▶ GIVEN PROBLEM A
Return, copied unchanged, every line in the records that contains the string "umbrella". Case counts.

── DOCUMENT PASSAGE ──

Uploading a 800Megabyte file through the file manager causes the server to crash between 30% and 50% completion.

STEPS TO REPRODUCE

Upload any large file through a subscription's web based file manager and the server will crash after a few hundred megabytes are sent.

ACTUAL RESULT

Hard crash. Needs physical intervention to reboot.

EXPECTED RESULT

No crashing?

ANY ADDITIONAL INFORMATION
--------------------------------------------------------------


I have a 800MB .tar file that I am trying to transfer to my dedicated server through the Plesk web interface. The destination server is a dedicated server that has a Quad-Core AMD Opteron Processor 1356, 4GB of RAM and 750GB of hard drive space. Resource constraints do not seem to be the culprit here. The transfer gets between 30% and 50% before the dedicated server crashes. The crash requires a hard reset at the datacenter. There are no telltale signs in /var/log/messages prior to the crash. The log file appears to be uneventful right up to the moment the server crashes.

───

▶ GIVEN PROBLEM B
Pick up the bug report above about the server crashing during a file-manager upload, and continue writing it after its final sentence.

── PROVIDED MATERIAL ──

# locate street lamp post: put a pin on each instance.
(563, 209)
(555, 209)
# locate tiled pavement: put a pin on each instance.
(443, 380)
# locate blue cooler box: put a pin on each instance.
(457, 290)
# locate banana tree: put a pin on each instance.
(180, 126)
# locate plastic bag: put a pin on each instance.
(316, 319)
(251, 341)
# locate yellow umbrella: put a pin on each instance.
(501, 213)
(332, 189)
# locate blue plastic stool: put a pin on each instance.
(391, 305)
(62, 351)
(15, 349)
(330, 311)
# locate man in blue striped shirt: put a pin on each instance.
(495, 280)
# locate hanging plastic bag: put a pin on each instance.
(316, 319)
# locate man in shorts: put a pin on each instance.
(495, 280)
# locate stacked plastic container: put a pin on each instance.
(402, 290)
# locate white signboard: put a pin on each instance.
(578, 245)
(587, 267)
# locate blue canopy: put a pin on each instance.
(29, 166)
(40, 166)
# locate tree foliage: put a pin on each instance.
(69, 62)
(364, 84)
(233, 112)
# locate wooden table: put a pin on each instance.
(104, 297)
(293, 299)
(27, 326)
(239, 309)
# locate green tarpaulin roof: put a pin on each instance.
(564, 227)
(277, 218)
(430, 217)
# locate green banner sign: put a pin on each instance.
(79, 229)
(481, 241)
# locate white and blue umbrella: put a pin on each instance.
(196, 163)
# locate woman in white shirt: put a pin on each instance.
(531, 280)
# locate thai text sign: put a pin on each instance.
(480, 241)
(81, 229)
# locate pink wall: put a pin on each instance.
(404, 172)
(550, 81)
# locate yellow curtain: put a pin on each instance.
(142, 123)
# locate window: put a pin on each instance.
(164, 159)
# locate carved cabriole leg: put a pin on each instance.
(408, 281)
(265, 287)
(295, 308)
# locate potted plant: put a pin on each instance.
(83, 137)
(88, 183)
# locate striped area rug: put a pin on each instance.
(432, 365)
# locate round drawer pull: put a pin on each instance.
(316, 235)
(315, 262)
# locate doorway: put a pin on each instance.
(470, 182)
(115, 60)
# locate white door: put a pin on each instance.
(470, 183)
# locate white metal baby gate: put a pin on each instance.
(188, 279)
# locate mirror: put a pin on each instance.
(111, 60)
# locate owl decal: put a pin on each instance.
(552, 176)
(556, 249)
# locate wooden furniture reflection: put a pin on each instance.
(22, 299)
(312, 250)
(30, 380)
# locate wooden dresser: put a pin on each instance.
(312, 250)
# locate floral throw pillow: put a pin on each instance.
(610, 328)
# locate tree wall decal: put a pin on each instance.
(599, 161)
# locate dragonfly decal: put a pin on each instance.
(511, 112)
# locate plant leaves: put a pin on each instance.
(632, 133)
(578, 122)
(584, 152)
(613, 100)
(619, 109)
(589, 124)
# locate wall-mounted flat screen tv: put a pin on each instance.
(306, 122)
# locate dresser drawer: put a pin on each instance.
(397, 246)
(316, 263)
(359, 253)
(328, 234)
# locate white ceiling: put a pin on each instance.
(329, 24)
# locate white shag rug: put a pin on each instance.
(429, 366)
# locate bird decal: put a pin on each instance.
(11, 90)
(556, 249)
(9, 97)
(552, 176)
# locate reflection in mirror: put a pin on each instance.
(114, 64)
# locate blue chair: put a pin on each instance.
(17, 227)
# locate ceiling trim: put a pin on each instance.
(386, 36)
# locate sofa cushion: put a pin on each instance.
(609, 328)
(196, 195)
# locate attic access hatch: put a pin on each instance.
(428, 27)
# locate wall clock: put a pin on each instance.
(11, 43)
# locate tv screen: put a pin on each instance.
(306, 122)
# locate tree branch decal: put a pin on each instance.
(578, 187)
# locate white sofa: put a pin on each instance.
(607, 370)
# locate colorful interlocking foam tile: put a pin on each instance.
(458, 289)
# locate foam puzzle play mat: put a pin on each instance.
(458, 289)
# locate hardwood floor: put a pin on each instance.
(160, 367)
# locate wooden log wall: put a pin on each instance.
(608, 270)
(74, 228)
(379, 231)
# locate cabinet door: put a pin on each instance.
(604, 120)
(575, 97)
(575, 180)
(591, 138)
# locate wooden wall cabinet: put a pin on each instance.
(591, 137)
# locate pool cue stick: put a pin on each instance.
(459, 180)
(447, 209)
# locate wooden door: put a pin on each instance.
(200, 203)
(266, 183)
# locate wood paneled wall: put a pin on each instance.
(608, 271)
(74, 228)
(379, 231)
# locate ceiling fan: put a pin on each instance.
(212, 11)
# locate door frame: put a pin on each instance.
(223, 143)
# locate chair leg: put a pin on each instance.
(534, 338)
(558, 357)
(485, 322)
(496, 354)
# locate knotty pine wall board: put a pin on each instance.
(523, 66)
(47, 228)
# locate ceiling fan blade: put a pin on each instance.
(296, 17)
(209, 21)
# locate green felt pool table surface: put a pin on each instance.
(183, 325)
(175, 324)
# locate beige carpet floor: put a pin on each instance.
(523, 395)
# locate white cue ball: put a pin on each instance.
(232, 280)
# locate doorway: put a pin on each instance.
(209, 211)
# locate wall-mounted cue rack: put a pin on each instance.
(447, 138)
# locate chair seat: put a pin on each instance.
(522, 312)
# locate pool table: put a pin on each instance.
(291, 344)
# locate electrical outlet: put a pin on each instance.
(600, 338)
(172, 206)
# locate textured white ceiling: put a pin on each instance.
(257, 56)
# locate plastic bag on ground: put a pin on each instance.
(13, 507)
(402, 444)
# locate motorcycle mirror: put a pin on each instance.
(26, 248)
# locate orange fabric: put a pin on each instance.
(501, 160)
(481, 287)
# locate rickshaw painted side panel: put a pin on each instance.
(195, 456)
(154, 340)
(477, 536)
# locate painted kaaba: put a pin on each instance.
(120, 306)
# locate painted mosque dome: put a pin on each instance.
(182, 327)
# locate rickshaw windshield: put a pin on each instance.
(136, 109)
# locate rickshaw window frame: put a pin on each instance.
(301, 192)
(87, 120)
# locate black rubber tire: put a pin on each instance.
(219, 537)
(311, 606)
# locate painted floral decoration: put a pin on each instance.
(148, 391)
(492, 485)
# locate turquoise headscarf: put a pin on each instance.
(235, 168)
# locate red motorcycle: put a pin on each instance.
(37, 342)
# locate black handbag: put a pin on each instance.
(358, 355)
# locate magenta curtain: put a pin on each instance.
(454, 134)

───

▶ TASK RESPONSE A
# locate yellow umbrella: put a pin on each instance.
# locate white and blue umbrella: put a pin on each instance.

▶ TASK RESPONSE B
Is there a known problem with uploading large files through the web interface? I see this thread titled "How can upload big backup files with Backup Manager" that appears to be a similar problem. Is there a workaround? A patch? Bugfix?

Thanks for your time
 
800Mb is really big size for uploading. I think that problem caused by PHP uploading limits. Look at http://ru2.php.net/ini.core#ini.file-uploads and try to tune your php.ini

Thanks! When looking into PHP's configuration, I see that the maximum uploads is only 2MB. There's also no temp directory. What I find strange is that the upload file is even accepted, given it's large size. Oh well, I'll assume it was a PHP limitation and work through other channels as I don't have the luxury of camping on this problem to solve it.